TASK 1:
Write out the records below word for word, with the pictures left out; the text about the Secondigliano Alliance is not to be copied.

DOCUMENT:
The Secondigliano Alliance (Italian: Alleanza di Secondigliano) is a strategic alliance of Camorra clans in Naples, Italy and its hinterland which controls drug trafficking and the extortion racket in many areas of Naples since the 1990s. The Alliance has branches in the Netherlands and in Spain, with interests in international drug trafficking and massive money laundering.

Early years 
The main clans of the alliance were the Licciardi clan, Contini clan and Lo Russo clan from Naples and the Mallardo clan from Giugliano. The alliance was initiated by Gennaro Licciardi who built his clan in the early 1990s in Secondigliano, a northern suburb of Naples. The alliance included Edoardo Contini and Francesco Mallardo, and dominated the Neapolitan underworld during the 1990s. When the three male leaders died or were imprisoned, Licciardi’s sister Maria Licciardi was left in charge of the alliance. Under her leadership, the alliance became more organized, secretive, sophisticated and consequently more powerful.

The reign of Maria Licciardi ran smoothly for many years without any problems, until a disagreement arose over a consignment of pure unrefined heroin. In the spring of 1999, a large consignment of heroin arrived from Istanbul, Turkey. Licciardi decreed it should not be used, as it was too pure and strong for drug users and would kill them. However, the Lo Russo clan disagreed and repackaged the shipment for sale on the streets. The sale of unrefined heroin resulted in the deaths of many drug users across Naples and caused great public outrage, resulting in massive police crackdowns on the Camorra clans. Many Camorristi were arrested and subsequently imprisoned.

The Lo Russo clan eventually split from the alliance, causing disintegration and a bloody gang war, including the use of car bombs and bazooka attacks. Clans began fighting over turf and attempted to destroy or take other clans' business. When four clan members were murdered in her stronghold of Secondigliano, Licciardi was forced to retaliate. She mobilised her footsoldiers for an all-out counter-attack. The deadly gang wars resulted in nearly 120 deaths in Naples and the surrounding region. It was around this time that investigators became aware of Licciardi's existence.

TASK INPUT:
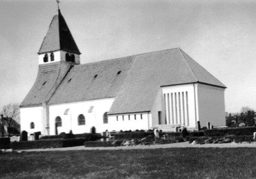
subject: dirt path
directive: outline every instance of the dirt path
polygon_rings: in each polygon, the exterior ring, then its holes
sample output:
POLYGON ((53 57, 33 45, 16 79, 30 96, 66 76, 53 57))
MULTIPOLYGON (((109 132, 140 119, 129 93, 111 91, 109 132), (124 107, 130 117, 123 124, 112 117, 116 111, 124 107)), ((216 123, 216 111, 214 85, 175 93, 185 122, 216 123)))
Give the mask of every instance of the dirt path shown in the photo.
POLYGON ((73 150, 131 150, 131 149, 167 149, 167 148, 184 148, 184 147, 256 147, 256 142, 249 143, 228 143, 228 144, 192 144, 188 142, 174 143, 168 144, 156 145, 137 145, 137 146, 121 146, 121 147, 85 147, 84 146, 78 146, 65 148, 53 148, 53 149, 38 149, 22 150, 24 151, 73 151, 73 150))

TASK 2:
Extend the text about the Secondigliano Alliance above, picking up right after its last sentence.

RESULT 1:
subject: dirt path
directive: outline every instance of the dirt path
polygon_rings: in each polygon, the exterior ring, then its holes
sample output:
POLYGON ((53 57, 33 45, 16 79, 30 96, 66 76, 53 57))
MULTIPOLYGON (((109 132, 140 119, 129 93, 111 91, 109 132), (124 107, 130 117, 123 124, 112 117, 116 111, 124 107)), ((216 123, 216 111, 214 85, 175 93, 185 122, 216 123)))
Give the mask of every instance of the dirt path shown in the photo.
POLYGON ((73 150, 131 150, 131 149, 167 149, 167 148, 184 148, 184 147, 256 147, 256 142, 249 143, 228 143, 228 144, 192 144, 188 142, 174 143, 168 144, 156 145, 137 145, 137 146, 121 146, 121 147, 85 147, 84 146, 78 146, 65 148, 53 148, 53 149, 38 149, 22 150, 24 151, 73 151, 73 150))

RESULT 2:
Maria Licciardi was arrested on June 15, 2001. Her brother Vincenzo Licciardi took over as a supreme head of the Secondigliano Alliance along with Paolo Di Lauro and Edoardo Contini. Vincenzo Licciardi was arrested on February 7, 2008.

Current status 
In June 2019, the Italian police arrested more than 120 members of the Alliance in an anti-Camorra operation. The police also confiscated €130 million. Among those who were arrested were the wives of the bosses of the Bosti, Mallardo, Licciardi and Contini clans, but also their lieutenants, children, grandchildren and entrepreneurs who worked for the alliance. The historical female boss managed to escape from the arrest in the operation.

Despite the large number of police operations against it, the Alliance is still considered the most powerful organization in the Camorra.

In May 2020, Patrizio Bosti, a leader of the Secondigliano Alliance and one of the most powerful living Camorra bosses, was released from prison. Bosti, who was serving a prison sentence since his arrest in Spain in 2008, was not due to be released until 2023; however, he mounted a successful legal challenge against the state, citing inhumane treatment due to overcrowding. According to the investigations, Bosti's freedom makes the Secondigliano Alliance even stronger; considering that Maria Licciardi is also free, this allows the organization to have two of its historical leaders out of prison. On May 16, 2020, Bosti was rearrested. The new prison order concerns a recalculation of the sentence by the Emilia-Romagna judiciary, as he was serving his sentence in the region on the basis of documents provided by the Naples Public Prosecutor. According to the authorities, Bosti has to serve another six years in jail.

Maria Licciardi was arrested again at Rome's Ciampino airport by Carabinieri on the orders of Naples prosecutors, alleged to have been running extortion rackets as head of the Licciardi Camorra clan, on 7 August 2021 when attempting to travel to Spain.

Activities 
The Alliance is strongly active in Spain: numerous important members of the organization were arrested in the country, such as Paolo Di Mauro, who died in 2018, and was considered by the authorities one of its top associates, particularly linked to the Continis.

Seven members of the organization were also arrested in Spain, Netherlands, South America and the Balkans, where they were running illicit businesses on behalf of the Alliance.

The Alliance is also believed to use Santo Domingo in the Dominican Republic to launder money.

The group is believed by the authorities to be allied with the Commisso 'ndrina in the trafficking and sale of cocaine and marijuana from South America, via the Netherlands.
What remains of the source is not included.